Which lines below contain the string "black", with case taken into account? Copy out every one of them in full.
## begin MATERIAL
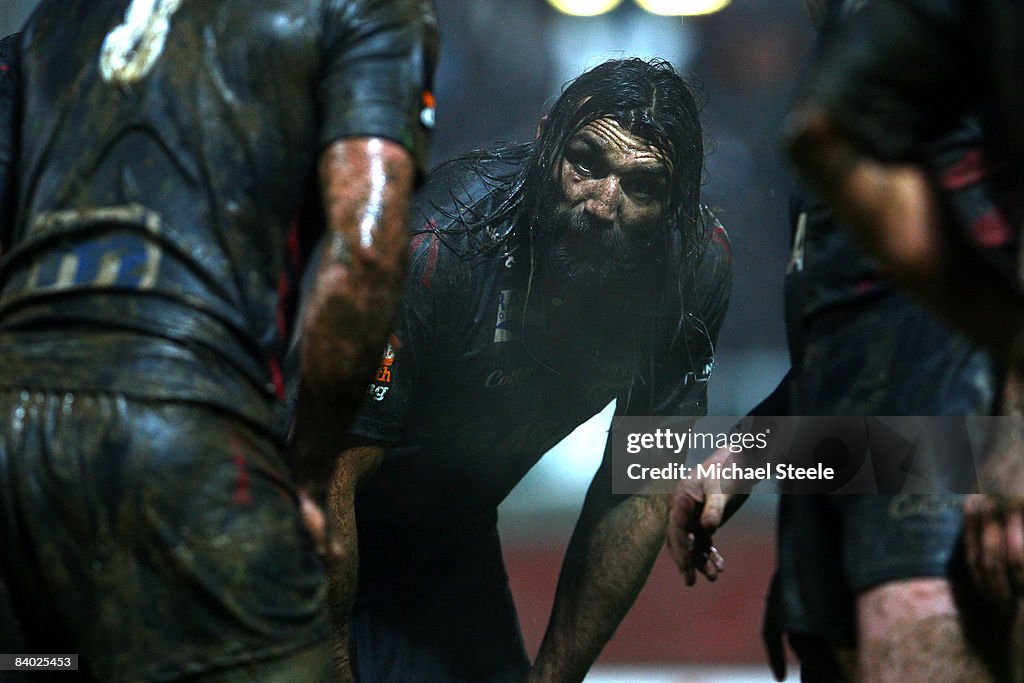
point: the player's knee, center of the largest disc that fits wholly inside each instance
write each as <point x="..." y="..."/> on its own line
<point x="911" y="631"/>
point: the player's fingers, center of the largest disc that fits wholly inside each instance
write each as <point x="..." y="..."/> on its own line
<point x="714" y="508"/>
<point x="973" y="523"/>
<point x="676" y="534"/>
<point x="689" y="567"/>
<point x="993" y="560"/>
<point x="713" y="563"/>
<point x="1014" y="543"/>
<point x="315" y="521"/>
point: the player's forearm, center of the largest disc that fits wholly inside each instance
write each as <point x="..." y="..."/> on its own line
<point x="606" y="565"/>
<point x="366" y="183"/>
<point x="355" y="467"/>
<point x="897" y="216"/>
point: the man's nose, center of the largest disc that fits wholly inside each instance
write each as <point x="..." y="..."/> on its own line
<point x="603" y="197"/>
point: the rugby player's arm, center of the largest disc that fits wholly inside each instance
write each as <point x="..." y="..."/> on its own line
<point x="355" y="466"/>
<point x="608" y="559"/>
<point x="9" y="126"/>
<point x="366" y="185"/>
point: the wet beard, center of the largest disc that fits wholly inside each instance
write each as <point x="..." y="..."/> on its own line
<point x="597" y="269"/>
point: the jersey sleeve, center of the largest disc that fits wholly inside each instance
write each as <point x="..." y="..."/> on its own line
<point x="892" y="74"/>
<point x="377" y="77"/>
<point x="678" y="380"/>
<point x="9" y="115"/>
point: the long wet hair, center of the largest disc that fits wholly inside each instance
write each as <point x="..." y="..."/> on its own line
<point x="650" y="100"/>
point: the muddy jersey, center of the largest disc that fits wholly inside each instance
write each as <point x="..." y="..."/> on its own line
<point x="483" y="374"/>
<point x="880" y="89"/>
<point x="167" y="181"/>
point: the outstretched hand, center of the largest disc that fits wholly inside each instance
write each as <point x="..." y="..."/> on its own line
<point x="993" y="520"/>
<point x="698" y="508"/>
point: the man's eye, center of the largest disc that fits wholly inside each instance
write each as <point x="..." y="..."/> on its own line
<point x="581" y="162"/>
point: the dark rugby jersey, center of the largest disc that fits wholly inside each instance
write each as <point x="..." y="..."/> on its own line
<point x="9" y="108"/>
<point x="167" y="182"/>
<point x="480" y="379"/>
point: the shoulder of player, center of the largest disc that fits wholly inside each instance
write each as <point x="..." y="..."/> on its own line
<point x="715" y="244"/>
<point x="9" y="54"/>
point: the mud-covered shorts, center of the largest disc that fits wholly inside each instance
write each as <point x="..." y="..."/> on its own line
<point x="155" y="540"/>
<point x="882" y="357"/>
<point x="435" y="612"/>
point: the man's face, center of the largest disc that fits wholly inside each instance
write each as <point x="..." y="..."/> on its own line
<point x="614" y="194"/>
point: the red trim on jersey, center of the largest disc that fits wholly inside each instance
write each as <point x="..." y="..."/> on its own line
<point x="721" y="238"/>
<point x="433" y="250"/>
<point x="970" y="170"/>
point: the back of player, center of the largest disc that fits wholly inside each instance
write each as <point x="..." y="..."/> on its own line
<point x="167" y="167"/>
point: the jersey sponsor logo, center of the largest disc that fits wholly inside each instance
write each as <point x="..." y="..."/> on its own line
<point x="509" y="315"/>
<point x="797" y="256"/>
<point x="118" y="259"/>
<point x="131" y="49"/>
<point x="511" y="378"/>
<point x="382" y="380"/>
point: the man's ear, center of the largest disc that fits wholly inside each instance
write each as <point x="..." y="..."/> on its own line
<point x="540" y="126"/>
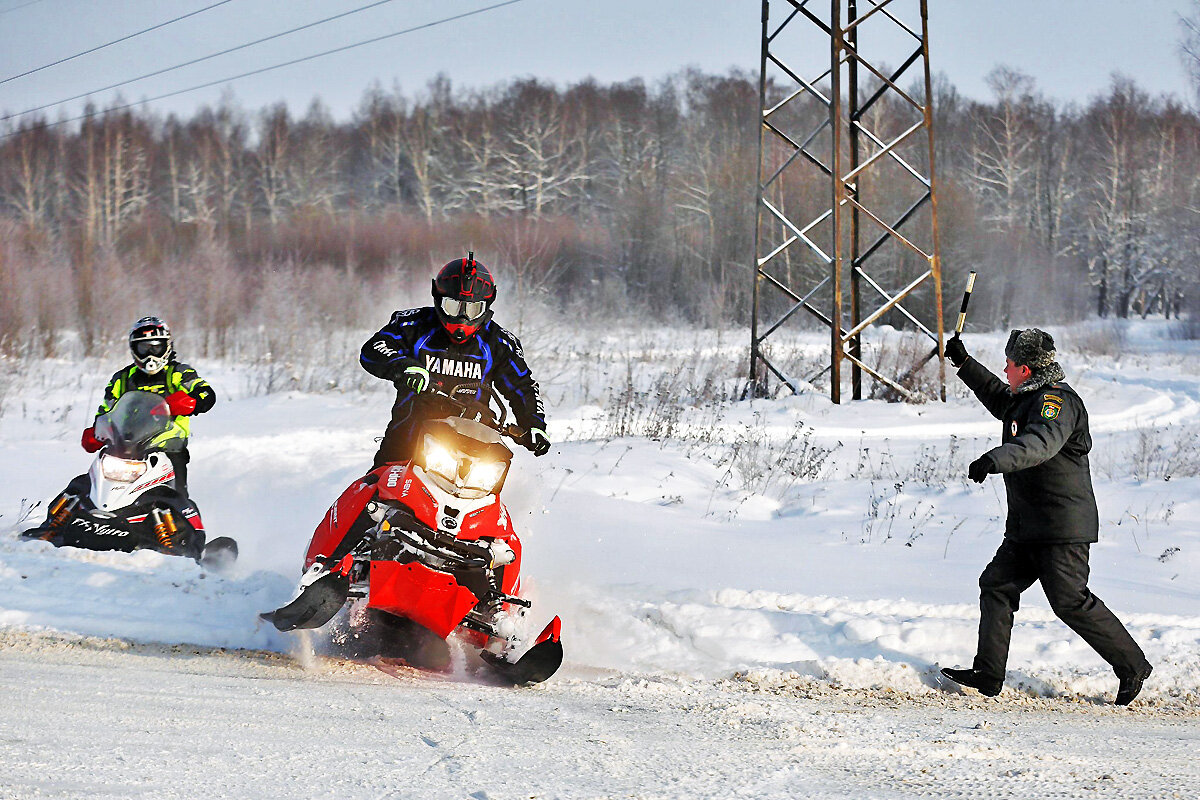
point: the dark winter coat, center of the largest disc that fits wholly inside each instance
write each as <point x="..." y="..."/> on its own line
<point x="1043" y="458"/>
<point x="490" y="358"/>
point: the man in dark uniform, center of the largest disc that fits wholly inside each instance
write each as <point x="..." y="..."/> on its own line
<point x="1053" y="519"/>
<point x="456" y="347"/>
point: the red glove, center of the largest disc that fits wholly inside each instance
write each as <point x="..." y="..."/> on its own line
<point x="180" y="403"/>
<point x="89" y="441"/>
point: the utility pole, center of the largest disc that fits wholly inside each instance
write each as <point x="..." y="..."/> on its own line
<point x="847" y="154"/>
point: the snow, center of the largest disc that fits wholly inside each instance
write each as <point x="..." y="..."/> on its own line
<point x="729" y="631"/>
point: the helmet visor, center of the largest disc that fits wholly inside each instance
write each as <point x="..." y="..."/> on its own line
<point x="469" y="310"/>
<point x="145" y="348"/>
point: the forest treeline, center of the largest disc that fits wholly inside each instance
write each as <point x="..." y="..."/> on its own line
<point x="606" y="199"/>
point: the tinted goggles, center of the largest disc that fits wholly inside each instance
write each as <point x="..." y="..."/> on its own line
<point x="143" y="348"/>
<point x="465" y="308"/>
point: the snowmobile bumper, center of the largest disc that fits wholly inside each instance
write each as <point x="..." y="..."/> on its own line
<point x="431" y="599"/>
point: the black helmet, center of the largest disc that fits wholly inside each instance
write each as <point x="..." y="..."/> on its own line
<point x="462" y="296"/>
<point x="150" y="344"/>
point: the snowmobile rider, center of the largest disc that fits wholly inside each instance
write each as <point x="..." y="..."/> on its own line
<point x="456" y="347"/>
<point x="1053" y="519"/>
<point x="156" y="370"/>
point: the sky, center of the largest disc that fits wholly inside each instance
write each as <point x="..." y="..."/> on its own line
<point x="1071" y="47"/>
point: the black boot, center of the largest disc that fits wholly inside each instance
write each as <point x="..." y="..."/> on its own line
<point x="1131" y="685"/>
<point x="987" y="686"/>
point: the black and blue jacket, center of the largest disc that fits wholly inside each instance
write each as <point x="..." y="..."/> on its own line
<point x="490" y="358"/>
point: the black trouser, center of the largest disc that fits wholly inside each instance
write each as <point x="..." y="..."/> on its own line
<point x="1062" y="570"/>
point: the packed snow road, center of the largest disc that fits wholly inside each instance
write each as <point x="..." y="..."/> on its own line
<point x="89" y="717"/>
<point x="735" y="625"/>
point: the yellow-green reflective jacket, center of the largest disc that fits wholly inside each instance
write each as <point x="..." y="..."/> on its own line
<point x="173" y="378"/>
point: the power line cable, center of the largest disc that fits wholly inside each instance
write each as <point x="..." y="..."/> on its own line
<point x="31" y="2"/>
<point x="203" y="58"/>
<point x="275" y="66"/>
<point x="115" y="41"/>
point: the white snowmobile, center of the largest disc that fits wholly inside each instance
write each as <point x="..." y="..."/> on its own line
<point x="129" y="500"/>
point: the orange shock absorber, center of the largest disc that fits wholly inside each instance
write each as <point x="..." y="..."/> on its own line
<point x="59" y="512"/>
<point x="168" y="519"/>
<point x="160" y="528"/>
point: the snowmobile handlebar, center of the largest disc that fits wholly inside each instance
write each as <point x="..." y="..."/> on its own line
<point x="483" y="411"/>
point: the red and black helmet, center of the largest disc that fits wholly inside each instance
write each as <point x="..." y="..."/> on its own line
<point x="462" y="296"/>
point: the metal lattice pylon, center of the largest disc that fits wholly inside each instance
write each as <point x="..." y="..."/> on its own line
<point x="846" y="186"/>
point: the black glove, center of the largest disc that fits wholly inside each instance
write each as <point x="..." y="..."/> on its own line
<point x="414" y="378"/>
<point x="957" y="352"/>
<point x="535" y="440"/>
<point x="981" y="468"/>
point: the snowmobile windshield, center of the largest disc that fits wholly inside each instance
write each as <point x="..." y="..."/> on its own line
<point x="465" y="457"/>
<point x="133" y="422"/>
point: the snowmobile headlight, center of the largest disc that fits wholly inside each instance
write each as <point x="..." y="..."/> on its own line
<point x="439" y="458"/>
<point x="121" y="470"/>
<point x="485" y="475"/>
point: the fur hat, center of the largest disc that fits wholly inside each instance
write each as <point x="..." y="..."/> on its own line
<point x="1031" y="347"/>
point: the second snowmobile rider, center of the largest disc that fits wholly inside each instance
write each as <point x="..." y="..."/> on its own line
<point x="456" y="347"/>
<point x="156" y="370"/>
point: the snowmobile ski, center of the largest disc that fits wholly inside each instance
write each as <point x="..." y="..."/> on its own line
<point x="539" y="662"/>
<point x="318" y="603"/>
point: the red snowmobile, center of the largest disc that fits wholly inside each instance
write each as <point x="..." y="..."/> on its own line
<point x="431" y="549"/>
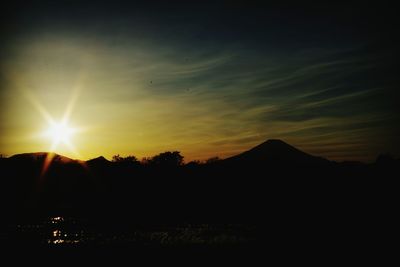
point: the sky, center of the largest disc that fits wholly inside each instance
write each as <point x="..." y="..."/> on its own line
<point x="204" y="78"/>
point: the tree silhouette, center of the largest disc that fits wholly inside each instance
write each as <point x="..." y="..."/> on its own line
<point x="127" y="160"/>
<point x="167" y="159"/>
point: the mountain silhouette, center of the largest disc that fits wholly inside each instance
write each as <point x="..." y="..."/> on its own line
<point x="275" y="151"/>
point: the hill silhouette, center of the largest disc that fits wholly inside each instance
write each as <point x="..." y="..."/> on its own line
<point x="276" y="151"/>
<point x="272" y="181"/>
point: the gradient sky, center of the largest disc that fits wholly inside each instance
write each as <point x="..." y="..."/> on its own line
<point x="207" y="79"/>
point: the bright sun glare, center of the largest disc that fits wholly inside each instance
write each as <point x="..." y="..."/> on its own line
<point x="60" y="133"/>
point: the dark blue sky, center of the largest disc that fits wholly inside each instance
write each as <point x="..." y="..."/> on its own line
<point x="208" y="78"/>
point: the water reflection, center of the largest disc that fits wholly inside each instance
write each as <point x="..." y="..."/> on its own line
<point x="64" y="231"/>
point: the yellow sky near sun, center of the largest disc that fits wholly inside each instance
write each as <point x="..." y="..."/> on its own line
<point x="130" y="99"/>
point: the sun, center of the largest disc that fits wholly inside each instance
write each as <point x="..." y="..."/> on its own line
<point x="60" y="133"/>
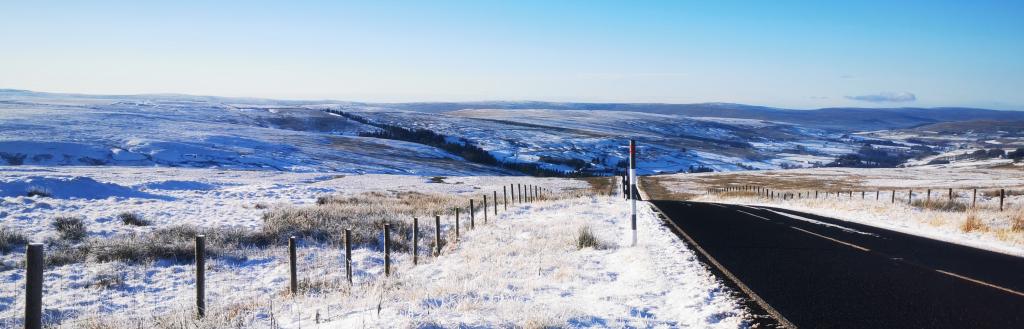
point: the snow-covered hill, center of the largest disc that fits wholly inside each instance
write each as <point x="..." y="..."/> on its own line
<point x="49" y="129"/>
<point x="176" y="131"/>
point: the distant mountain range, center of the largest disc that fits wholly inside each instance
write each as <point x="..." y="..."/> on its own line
<point x="847" y="119"/>
<point x="844" y="119"/>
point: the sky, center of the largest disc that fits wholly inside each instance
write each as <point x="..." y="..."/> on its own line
<point x="799" y="54"/>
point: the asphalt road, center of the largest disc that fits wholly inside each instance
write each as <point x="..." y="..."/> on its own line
<point x="834" y="274"/>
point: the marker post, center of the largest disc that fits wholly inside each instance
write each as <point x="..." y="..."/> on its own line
<point x="633" y="188"/>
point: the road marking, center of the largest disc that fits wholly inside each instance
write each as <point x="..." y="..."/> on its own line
<point x="834" y="240"/>
<point x="820" y="222"/>
<point x="981" y="282"/>
<point x="755" y="215"/>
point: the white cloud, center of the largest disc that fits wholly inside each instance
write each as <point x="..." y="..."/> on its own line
<point x="885" y="97"/>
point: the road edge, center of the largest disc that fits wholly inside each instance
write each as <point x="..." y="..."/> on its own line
<point x="714" y="262"/>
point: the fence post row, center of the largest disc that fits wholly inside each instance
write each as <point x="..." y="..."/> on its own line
<point x="437" y="235"/>
<point x="416" y="240"/>
<point x="472" y="215"/>
<point x="293" y="266"/>
<point x="1003" y="195"/>
<point x="457" y="223"/>
<point x="387" y="249"/>
<point x="348" y="254"/>
<point x="632" y="188"/>
<point x="200" y="276"/>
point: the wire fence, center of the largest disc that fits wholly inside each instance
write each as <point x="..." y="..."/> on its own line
<point x="244" y="294"/>
<point x="954" y="199"/>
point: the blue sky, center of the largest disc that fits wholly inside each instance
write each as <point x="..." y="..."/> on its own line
<point x="783" y="53"/>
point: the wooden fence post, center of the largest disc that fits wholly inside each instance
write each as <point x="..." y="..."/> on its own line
<point x="200" y="276"/>
<point x="387" y="249"/>
<point x="348" y="254"/>
<point x="34" y="263"/>
<point x="416" y="241"/>
<point x="437" y="235"/>
<point x="293" y="266"/>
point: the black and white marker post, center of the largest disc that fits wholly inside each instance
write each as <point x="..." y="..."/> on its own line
<point x="633" y="187"/>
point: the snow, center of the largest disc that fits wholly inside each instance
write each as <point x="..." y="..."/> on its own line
<point x="996" y="235"/>
<point x="520" y="269"/>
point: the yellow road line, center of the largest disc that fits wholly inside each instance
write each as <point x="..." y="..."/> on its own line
<point x="981" y="282"/>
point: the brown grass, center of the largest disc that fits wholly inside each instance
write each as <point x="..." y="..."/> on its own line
<point x="779" y="180"/>
<point x="601" y="184"/>
<point x="1017" y="220"/>
<point x="972" y="222"/>
<point x="655" y="187"/>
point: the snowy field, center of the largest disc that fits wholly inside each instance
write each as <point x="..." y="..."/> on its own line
<point x="963" y="220"/>
<point x="521" y="269"/>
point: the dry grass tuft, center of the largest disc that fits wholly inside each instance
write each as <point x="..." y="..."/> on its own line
<point x="38" y="192"/>
<point x="946" y="205"/>
<point x="1017" y="220"/>
<point x="587" y="239"/>
<point x="70" y="229"/>
<point x="972" y="222"/>
<point x="656" y="188"/>
<point x="132" y="218"/>
<point x="10" y="239"/>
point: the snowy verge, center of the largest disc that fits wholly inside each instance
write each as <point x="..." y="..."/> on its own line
<point x="524" y="270"/>
<point x="995" y="234"/>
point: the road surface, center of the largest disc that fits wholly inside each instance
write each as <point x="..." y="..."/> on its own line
<point x="823" y="273"/>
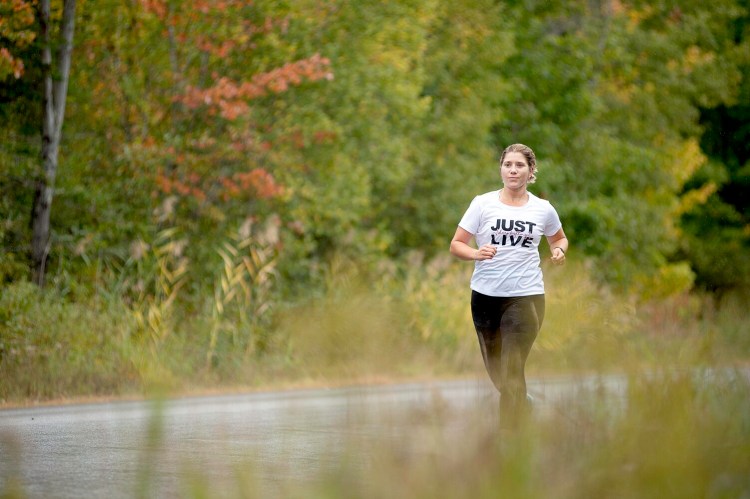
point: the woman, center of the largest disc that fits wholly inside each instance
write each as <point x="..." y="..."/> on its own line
<point x="507" y="298"/>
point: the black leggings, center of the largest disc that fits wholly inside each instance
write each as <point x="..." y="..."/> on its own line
<point x="506" y="329"/>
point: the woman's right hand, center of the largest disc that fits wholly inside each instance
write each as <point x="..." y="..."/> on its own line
<point x="486" y="252"/>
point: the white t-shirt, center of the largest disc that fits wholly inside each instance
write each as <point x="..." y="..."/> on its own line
<point x="516" y="231"/>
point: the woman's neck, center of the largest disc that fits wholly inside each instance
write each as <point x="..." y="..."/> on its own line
<point x="514" y="197"/>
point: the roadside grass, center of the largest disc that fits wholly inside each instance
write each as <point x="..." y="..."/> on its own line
<point x="397" y="322"/>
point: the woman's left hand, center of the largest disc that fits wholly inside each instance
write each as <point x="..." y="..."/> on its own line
<point x="558" y="256"/>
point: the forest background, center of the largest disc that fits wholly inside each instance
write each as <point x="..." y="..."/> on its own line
<point x="256" y="193"/>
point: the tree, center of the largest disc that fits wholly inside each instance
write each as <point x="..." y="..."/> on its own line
<point x="55" y="89"/>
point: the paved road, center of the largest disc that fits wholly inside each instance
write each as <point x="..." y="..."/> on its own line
<point x="131" y="449"/>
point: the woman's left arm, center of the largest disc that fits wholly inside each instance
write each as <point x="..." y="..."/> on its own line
<point x="558" y="244"/>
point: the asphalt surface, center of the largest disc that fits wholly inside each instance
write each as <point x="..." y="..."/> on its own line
<point x="167" y="448"/>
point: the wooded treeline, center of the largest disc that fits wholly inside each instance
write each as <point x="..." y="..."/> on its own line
<point x="283" y="135"/>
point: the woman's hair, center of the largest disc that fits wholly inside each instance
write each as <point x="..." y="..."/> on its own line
<point x="527" y="153"/>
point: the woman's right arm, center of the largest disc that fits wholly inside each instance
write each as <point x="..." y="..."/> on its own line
<point x="460" y="247"/>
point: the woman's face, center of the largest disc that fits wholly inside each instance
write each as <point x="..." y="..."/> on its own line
<point x="515" y="171"/>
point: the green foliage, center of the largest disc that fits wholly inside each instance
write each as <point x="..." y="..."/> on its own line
<point x="52" y="349"/>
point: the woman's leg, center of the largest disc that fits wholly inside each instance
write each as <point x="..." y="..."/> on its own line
<point x="519" y="326"/>
<point x="506" y="330"/>
<point x="486" y="312"/>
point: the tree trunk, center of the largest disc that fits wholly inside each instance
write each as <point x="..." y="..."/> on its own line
<point x="55" y="92"/>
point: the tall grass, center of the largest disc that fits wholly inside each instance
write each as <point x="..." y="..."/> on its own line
<point x="392" y="320"/>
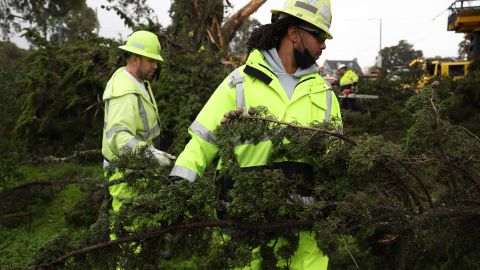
## end MATERIAL
• [SOLUTION TO THIS EXERCISE]
point: the black helmet, center of the largest disc that fits wholly inside each instance
point: the black boot, center of the largest disc that fits wholly inside each instance
point: the black and blue jacket, center of the largest disc that fits wholly inside each instance
point: the black trouser, center of the largest disc that fits wholly inside each instance
point: the red and black helmet, center of the largest disc that fits wholly inside each instance
point: the black glove, center of the largest disc that fits wholly inside each instance
point: the black and white marker post, center of the largest disc that fits wholly inside each instance
point: the black leggings, center of the largest disc that fits wholly inside each instance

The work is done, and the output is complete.